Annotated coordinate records
"""

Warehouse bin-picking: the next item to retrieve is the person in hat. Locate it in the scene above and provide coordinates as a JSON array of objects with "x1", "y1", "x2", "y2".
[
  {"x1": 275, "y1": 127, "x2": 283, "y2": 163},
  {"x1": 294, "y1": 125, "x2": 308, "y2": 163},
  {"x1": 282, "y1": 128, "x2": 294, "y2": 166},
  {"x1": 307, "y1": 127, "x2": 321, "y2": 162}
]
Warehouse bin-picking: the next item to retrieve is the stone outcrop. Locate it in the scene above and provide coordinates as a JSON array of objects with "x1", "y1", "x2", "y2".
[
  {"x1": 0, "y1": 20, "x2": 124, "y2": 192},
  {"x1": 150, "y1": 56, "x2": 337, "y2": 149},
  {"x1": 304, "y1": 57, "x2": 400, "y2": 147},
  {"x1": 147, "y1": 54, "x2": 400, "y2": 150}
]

"""

- Work instructions -
Quote all of the material above word for word, keeping every line and character unchanged.

- Written reply -
Warehouse bin-picking: the next item to retrieve is the person in hat. Locate it in the scene above and provide coordinates as a JSON array of objects with "x1", "y1", "x2", "y2".
[
  {"x1": 275, "y1": 127, "x2": 283, "y2": 163},
  {"x1": 294, "y1": 125, "x2": 308, "y2": 163},
  {"x1": 282, "y1": 128, "x2": 294, "y2": 166},
  {"x1": 307, "y1": 127, "x2": 321, "y2": 162}
]
Warehouse bin-picking: the next item to retrieve is the stone outcrop. Locate it in the scene above and provide coordinates as a JSON array of objects with "x1", "y1", "x2", "y2".
[
  {"x1": 0, "y1": 20, "x2": 124, "y2": 192},
  {"x1": 150, "y1": 56, "x2": 337, "y2": 149},
  {"x1": 304, "y1": 57, "x2": 400, "y2": 147},
  {"x1": 147, "y1": 54, "x2": 400, "y2": 150}
]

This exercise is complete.